→ Required work:
A – Answer these questions about the blog post, one per line:
(i) Which publisher sent Raising the Dad?
(ii) In what year does Emily Goes to Exeter take place?
(iii) What was Hannah Pym's job at Thornton Hall?
B – Carry on the blog post's review of Emily Goes to Exeter, starting right after its final sentence.

→ Source text:
This past week's mailbox arrival:

Raising the Dad by Tom Matthews came from Thomas Dunne Books.

When a dad learns an explosive secret about his dysfunctional family, everything changes. Sounds delicious, right?!

If you want to see the marvelous goodies in other people's mailboxes, make sure to visit Mailbox Monday and have fun seeing how we are all doing our part to keep the USPS and delivery services viable.

Friday, November 24, 2017

Review: Emily Goes to Exeter by M.C. Beaton

Most romances focus on the hero and heroine. M.C. Beaton's Emily Goes to Exeter, the first in the Travelling Matchmaker series, is not like most romances. Instead of centering on the couple at hand, this story takes as its main character Miss Hannah Pym, the long time housekeeper of the late Mr. Clarence of Thornton Hall. It's 1800 and Miss Pym is fascinated by the stage coach, "flying machines," that gallops past the estate every day on its way to Exeter. Upon receiving a bequest in Mr. Clarence's will and encouraged by his kindly brother, she can finally indulge her greatest romantic fantasy, travelling by said stage coach. She arranges her affairs and sets out on what turns into quite an adventure. When the coachman runs the coach into a rut and a storm blows in, the passengers of the coach are stranded at a local inn where the proprietor's wife is under the weather herself. Miss Pym proves to be a keen observer of human nature and a woman of action, taking charge of both the inn and her fellow passengers to keep things running smoothly. She has to contend with one spoiled society miss, badly disguised as a young man, trying to run away from the match her parents have made for her, the match himself, a widow fearful of life alone and the bully she's eloping with, a mild mannered lawyer, and several others as well. As she watches her fellow passengers, she quietly determines to help them along in their romantic lives.

→ Provided data:
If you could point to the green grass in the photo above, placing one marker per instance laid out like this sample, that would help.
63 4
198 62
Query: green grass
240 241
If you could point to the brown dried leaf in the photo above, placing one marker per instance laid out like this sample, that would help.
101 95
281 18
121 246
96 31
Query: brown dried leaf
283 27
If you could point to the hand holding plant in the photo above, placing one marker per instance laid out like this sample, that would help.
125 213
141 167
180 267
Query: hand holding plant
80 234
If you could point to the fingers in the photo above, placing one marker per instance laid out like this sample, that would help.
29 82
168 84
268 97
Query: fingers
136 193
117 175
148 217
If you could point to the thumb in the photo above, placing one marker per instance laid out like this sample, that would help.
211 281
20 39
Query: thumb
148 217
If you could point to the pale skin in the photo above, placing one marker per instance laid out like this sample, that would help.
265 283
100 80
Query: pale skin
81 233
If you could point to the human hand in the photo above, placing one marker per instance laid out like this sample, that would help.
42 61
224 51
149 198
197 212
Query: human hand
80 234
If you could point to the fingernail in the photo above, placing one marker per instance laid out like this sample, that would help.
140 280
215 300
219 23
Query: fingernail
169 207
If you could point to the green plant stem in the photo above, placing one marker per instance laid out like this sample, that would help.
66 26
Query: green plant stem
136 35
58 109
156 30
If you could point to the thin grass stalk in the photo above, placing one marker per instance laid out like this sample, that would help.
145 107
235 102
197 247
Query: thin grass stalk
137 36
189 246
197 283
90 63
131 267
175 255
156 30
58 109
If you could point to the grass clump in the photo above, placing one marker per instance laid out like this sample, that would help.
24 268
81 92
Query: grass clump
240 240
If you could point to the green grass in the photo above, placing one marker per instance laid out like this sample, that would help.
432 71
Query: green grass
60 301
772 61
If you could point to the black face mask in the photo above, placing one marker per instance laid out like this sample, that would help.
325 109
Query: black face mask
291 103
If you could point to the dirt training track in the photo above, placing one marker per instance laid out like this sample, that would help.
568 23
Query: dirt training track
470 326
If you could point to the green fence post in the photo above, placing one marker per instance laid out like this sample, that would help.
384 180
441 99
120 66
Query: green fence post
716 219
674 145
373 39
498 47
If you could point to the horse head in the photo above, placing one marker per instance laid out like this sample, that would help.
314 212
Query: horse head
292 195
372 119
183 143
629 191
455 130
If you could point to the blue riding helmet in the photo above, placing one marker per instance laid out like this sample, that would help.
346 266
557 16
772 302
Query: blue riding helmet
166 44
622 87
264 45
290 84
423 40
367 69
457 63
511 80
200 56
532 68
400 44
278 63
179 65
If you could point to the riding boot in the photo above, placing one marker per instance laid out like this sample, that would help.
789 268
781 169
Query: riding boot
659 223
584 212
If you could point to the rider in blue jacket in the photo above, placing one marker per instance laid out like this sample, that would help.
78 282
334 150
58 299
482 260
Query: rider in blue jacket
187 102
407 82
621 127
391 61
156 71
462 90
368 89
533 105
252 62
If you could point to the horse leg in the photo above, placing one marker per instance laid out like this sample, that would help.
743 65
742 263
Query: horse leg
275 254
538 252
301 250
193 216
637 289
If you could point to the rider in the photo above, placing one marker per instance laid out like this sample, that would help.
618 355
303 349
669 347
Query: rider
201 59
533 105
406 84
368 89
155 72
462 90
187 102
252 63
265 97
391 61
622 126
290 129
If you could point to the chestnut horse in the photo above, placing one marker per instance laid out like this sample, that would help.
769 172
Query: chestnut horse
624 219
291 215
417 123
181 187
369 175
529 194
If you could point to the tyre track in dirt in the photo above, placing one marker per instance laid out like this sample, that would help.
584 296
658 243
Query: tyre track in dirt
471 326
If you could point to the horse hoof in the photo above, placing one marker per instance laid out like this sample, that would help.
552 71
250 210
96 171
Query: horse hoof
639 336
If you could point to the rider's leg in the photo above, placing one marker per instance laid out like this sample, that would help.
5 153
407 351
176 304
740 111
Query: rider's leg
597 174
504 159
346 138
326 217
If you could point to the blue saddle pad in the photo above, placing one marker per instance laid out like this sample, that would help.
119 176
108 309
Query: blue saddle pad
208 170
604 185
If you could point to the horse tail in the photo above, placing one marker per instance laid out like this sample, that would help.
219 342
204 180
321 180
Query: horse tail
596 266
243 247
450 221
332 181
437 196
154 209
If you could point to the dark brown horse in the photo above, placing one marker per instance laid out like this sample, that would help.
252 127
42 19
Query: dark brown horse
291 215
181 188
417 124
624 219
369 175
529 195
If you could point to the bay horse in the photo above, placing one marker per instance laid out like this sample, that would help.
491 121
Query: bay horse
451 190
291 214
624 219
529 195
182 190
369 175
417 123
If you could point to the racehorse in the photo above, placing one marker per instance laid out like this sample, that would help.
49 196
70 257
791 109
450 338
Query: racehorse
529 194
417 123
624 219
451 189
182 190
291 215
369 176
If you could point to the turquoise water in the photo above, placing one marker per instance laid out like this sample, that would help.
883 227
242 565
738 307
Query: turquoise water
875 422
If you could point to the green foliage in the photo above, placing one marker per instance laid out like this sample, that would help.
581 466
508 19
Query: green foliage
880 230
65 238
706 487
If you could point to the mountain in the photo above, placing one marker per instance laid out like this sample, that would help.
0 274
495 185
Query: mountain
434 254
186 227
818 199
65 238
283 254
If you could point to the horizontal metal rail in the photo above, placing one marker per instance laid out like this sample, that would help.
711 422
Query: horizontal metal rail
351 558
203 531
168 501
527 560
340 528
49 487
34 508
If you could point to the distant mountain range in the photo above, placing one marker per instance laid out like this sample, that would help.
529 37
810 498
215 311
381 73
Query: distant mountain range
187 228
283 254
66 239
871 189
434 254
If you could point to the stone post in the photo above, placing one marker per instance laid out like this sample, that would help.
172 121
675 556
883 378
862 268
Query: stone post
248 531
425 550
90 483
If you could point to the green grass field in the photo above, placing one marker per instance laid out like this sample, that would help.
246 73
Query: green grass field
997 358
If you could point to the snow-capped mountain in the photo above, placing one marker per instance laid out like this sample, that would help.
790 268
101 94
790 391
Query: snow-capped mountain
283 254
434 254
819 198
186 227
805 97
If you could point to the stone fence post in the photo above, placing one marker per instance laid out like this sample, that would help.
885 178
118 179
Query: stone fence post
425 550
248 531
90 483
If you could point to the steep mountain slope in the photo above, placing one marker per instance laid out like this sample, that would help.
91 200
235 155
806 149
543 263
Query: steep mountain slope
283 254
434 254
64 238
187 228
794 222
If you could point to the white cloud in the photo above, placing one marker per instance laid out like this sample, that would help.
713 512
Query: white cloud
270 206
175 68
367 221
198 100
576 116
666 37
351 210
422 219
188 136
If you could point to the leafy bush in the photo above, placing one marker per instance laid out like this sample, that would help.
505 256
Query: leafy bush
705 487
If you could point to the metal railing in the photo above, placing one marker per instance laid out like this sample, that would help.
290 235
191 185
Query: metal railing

→ Your written answers:
A –
(i) Thomas Dunne Books
(ii) 1800
(iii) She was the long-time housekeeper of the late Mr. Clarence.

B –
Hannah is a mightily capable character. She's smart and compassionate and thinks the best of almost everyone. She's also a bit of a busybody and it's easy to see that she is perfect as an accidental matchmaker. Her delight in the little freedom that riding the stage coach gives her is infectious. The plot is full of hijinks and the story gives off a feel of true joie de vivre. There's nothing very complicated here and the brevity of the tale means that the other characters are of necessity sketched only in broad outlines but it's a short, light, and charming book for those who are looking for a little lovable sweetness in their historical romances.